EXERCISE: Each line of the data should be given again exactly.

DATASET ENTRIES:
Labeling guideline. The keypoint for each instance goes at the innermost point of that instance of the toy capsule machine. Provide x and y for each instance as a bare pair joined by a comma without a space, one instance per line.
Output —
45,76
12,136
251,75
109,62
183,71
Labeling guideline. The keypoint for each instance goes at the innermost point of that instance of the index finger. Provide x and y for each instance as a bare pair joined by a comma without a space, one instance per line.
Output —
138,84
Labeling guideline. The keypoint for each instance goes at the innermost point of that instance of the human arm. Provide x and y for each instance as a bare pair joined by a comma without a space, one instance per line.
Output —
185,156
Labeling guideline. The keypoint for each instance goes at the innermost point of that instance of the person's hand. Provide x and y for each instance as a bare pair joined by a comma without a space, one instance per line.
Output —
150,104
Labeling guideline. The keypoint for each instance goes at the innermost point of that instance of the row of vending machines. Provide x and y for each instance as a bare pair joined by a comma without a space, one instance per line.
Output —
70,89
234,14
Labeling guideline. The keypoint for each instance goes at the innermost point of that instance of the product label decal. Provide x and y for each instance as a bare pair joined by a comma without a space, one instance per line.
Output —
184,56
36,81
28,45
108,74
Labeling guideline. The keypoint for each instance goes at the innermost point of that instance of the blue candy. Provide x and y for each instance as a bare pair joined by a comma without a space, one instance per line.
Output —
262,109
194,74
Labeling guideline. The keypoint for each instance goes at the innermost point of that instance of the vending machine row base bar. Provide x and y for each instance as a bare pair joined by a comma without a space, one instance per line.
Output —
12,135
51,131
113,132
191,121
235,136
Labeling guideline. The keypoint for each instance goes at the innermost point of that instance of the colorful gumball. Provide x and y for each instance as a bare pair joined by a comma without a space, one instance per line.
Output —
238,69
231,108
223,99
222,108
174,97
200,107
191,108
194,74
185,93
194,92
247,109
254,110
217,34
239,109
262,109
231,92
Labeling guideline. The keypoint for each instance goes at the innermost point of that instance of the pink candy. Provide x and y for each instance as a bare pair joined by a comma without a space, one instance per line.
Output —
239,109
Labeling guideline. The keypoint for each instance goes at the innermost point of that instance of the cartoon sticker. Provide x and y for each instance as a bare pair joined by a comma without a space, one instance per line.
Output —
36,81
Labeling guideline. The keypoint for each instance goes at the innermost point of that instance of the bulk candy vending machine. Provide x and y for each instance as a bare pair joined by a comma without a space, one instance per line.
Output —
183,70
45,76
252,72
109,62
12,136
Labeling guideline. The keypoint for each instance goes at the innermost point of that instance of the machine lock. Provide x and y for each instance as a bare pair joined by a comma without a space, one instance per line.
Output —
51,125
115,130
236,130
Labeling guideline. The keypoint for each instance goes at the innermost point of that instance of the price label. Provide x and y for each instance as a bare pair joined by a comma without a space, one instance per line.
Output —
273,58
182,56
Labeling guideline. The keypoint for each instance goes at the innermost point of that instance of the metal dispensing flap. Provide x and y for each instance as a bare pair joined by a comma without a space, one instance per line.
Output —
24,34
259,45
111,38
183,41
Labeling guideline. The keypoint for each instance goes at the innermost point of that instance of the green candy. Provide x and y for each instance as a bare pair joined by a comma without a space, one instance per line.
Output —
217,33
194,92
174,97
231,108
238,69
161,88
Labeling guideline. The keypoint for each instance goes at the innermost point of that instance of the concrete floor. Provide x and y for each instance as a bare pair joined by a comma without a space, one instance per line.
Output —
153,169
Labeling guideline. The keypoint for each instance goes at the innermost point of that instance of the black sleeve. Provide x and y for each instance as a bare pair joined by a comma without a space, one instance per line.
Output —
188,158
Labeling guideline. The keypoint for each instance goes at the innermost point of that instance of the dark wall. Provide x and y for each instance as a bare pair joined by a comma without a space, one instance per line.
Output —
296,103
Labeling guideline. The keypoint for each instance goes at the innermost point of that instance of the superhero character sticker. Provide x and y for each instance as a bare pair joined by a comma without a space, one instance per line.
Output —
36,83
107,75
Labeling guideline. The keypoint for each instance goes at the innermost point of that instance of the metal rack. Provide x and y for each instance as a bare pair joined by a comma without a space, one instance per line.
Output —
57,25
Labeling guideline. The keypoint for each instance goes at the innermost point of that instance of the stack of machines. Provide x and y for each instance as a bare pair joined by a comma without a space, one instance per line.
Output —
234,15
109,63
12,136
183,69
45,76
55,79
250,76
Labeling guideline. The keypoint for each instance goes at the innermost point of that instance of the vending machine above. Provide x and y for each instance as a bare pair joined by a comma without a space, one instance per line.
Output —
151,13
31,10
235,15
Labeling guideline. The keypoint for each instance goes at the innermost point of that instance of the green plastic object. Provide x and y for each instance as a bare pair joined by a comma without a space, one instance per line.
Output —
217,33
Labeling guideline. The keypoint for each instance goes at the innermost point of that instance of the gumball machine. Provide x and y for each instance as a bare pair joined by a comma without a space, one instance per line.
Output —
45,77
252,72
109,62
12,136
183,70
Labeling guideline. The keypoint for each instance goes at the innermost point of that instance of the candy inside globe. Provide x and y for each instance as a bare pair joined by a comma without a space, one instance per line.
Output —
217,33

EXERCISE OUTPUT:
Labeling guideline. The keypoint for each instance goes at the innermost point of that instance of the toy capsule machine. Provide x and y for each instance as a bare pair joined by a comma without a space, one instance per line.
Output —
45,76
12,136
251,75
109,62
183,71
Labeling guideline. The keypoint for each instance goes at the innermost point of that instance of the index finger. Provide x and y for each instance as a bare pair joined by a comma without a space, one instance per line.
Output —
138,84
Labeling guideline. The keypoint for each instance goes at the innermost point of that instance of the human arm. Provide x and y for each instance as a bare pair joined by a comma without a space, one instance per line.
Output —
185,156
Labeling guideline. The keypoint for each instance goes at the innermost point of that instance of the person's hand. Provide x and y for each instance as a bare pair joined by a comma without a space, one instance per line.
Output —
150,104
Labeling guideline. The keypoint for each instance goes at the innermost point of that instance of the row of vending machines. Provide x and y for each instance as a bare pair joined by a comma without a space, one instance per line.
Output —
70,89
234,14
Labeling guideline. The keypoint for each instance goes at the innermost point of that instance of the product label decal. Provide x and y for each instance as a bare pair joined by a comma without a space, one instance per line.
Output —
184,56
36,81
28,45
108,74
Labeling guideline. The keypoint for each instance goes at the innermost point of that instance of the blue candy. Provide x and y for each instance as a bare pair joined by a comma without a space, one instance per line.
Output —
262,109
194,74
Labeling guideline. The keypoint for each instance goes at the innermost point of that instance of the vending machine row base bar. Provide x and y for each instance as a bare pair joined by a comma without a space, one instance per line.
Output —
12,135
51,131
113,132
191,121
235,136
Labeling guideline. The keypoint for each instance goes at the innermost point of that instance of the colorful gumball. Provide x and y for each instance as a bare pair joined by a comma without a space, one instance per line.
Output —
238,69
231,108
223,99
222,108
174,97
200,107
191,108
194,74
185,93
194,92
247,109
254,110
217,34
239,109
262,109
231,92
Labeling guideline. The keypoint for each instance goes at the innermost point of that instance of the pink candy. Provide x and y for each instance as a bare pair joined by a comma without a space, one instance per line.
Output —
239,109
Labeling guideline. The keypoint for each instance goes at the innermost point of that instance of the cartoon sticker. Provide x and y for each instance as a bare pair joined by a comma without a space, one instance per line.
Output —
36,81
Labeling guideline. The keypoint for each instance goes at the innermost point of that instance of the bulk candy vending machine. Provide x and y for each instance as a bare pair joined by a comma without a space, one instance per line.
Output —
183,70
45,76
252,72
109,62
12,136
Labeling guideline. The keypoint for each instance goes at the innermost point of that instance of the machine lock. Provide x and y for each instance as a bare pair joined by a comma without a space, one instance per line.
Output —
51,125
115,130
236,130
Labeling guideline. The keypoint for each instance goes at the innermost point of that instance of the price label. Provide x and y for each instance as a bare pair joined by a comma without a space, one instance per line.
Output —
273,58
182,56
Labeling guideline. The keypoint for each instance goes at the innermost point of that instance of the metal dispensing flap. Provide x and y for each instance as a bare pair joined by a comma without a space, one instance per line.
Output —
24,34
259,45
111,38
183,41
Labeling guideline. The keypoint for each instance goes at the innermost point of that instance of the green candy. Provide x and y for each instance as a bare pair joined by a comma without a space, one instance per line.
Output —
217,33
194,92
174,97
231,108
238,69
161,88
Labeling guideline. The keypoint for each instance goes at the innermost point of that instance of the concrete floor. Provide x and y for each instance as a bare pair joined by a comma without a space, one instance per line.
Output —
153,169
Labeling guideline. The keypoint for each instance goes at the innermost point of that instance of the black sleeve. Provide x and y for each instance as a bare pair joined by a comma without a space, one instance per line.
Output —
188,158
Labeling guideline. The keypoint for each instance goes at the innermost point of that instance of the dark wall. Provide x and y for each instance as a bare pair joined by a comma without a space, one instance per line.
Output —
296,103
Labeling guideline. The keypoint for each instance goes at the innermost point of that instance of the superhero character sticker. Provide x and y for each instance as a bare pair joined by a comma without a space, one instance per line.
Output —
36,83
107,75
Labeling guideline. The keypoint for each instance goes at the innermost point of that instance of the metal rack. Provide x and y for each instance as a bare pair joined by a comma without a space, one instance per line.
Output —
57,25
Labeling guideline. The keypoint for each instance goes at the innermost point of that instance of the stack of machines. Provide x and y for each instance as a bare pair joined by a comma without a space, one instance per line.
Output —
234,15
109,63
12,136
183,69
45,76
55,79
250,76
Labeling guideline. The keypoint for each instance goes at the innermost point of that instance of the vending machine above. Provide x and y for each instance as a bare pair joined by a comma without a space, one instance per line.
Output —
151,13
31,10
235,15
Labeling guideline. The keypoint for each instance goes at the innermost point of that instance of the green plastic object. Provide x and y for each instance as a bare pair joined by a comma without a space, one instance per line.
Output —
217,33
Labeling guideline. The keypoint for each instance goes at the innermost point of that instance of the gumball machine. Provide x and y for each instance as a bare pair joined by a comma without a space, one instance per line.
Output —
45,77
252,72
109,62
12,136
183,70
Labeling guideline. The keypoint for each instance goes at the innermost point of that instance of the candy inside globe. Provide x and y for each instance as a bare pair joined by a comma without a space, one instance per line.
Output —
217,33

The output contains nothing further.